From the entries below, count every line that contains the word "tabletop". Please give the number and nothing else.
(Data for this exercise begins)
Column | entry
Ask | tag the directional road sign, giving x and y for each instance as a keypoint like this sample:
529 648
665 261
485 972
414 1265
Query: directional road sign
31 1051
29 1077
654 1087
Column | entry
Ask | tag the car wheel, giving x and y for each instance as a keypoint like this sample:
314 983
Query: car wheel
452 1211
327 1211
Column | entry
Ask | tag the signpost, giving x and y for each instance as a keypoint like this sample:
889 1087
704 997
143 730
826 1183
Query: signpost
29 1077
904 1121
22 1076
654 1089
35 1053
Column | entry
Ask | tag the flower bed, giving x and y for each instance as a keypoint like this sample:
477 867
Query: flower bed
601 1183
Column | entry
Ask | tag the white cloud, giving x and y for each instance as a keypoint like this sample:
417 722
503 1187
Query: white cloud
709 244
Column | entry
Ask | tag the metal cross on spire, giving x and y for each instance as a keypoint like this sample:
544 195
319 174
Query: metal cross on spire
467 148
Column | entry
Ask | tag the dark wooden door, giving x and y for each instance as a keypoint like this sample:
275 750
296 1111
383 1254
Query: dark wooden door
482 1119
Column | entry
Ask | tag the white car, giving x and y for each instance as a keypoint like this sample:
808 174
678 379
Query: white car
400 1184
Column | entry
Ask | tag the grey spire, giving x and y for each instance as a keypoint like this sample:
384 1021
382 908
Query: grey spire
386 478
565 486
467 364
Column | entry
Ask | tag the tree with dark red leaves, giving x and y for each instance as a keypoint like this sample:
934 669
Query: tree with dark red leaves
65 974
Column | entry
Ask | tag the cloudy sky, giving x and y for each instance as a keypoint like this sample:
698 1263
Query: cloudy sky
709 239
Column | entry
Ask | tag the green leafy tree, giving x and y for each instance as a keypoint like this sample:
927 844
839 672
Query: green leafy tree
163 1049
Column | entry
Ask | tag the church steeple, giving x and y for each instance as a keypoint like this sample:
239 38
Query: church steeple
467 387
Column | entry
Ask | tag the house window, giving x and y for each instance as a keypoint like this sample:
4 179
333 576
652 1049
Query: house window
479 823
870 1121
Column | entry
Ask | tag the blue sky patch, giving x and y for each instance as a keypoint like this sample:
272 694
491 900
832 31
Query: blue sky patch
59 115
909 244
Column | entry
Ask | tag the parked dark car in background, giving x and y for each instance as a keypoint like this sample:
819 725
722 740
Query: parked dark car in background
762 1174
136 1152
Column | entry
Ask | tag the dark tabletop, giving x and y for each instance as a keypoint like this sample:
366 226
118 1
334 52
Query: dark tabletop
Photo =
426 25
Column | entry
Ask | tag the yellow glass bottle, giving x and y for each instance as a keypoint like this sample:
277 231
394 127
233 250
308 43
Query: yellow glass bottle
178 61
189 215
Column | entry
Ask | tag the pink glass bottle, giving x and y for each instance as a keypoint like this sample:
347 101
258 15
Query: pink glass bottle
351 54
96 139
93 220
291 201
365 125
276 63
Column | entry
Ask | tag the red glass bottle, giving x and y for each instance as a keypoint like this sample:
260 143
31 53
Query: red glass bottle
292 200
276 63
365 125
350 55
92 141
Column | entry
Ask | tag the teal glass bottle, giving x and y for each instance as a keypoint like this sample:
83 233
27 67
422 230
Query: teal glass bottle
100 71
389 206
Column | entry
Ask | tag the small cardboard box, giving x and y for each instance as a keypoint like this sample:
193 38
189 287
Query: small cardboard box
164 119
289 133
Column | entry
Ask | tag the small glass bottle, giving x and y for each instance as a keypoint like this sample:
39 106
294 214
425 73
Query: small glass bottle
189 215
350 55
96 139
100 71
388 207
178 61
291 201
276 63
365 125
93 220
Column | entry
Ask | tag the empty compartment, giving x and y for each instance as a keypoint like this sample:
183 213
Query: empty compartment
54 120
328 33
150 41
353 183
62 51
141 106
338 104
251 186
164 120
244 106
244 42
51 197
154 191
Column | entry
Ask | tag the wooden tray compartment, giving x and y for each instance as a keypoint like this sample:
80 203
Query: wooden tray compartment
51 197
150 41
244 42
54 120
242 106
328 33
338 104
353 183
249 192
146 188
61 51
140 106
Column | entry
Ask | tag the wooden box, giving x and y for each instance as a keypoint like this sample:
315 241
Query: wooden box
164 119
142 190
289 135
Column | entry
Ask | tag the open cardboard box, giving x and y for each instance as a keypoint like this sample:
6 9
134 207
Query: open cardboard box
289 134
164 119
(Data for this exercise ends)
- Solution to this task
2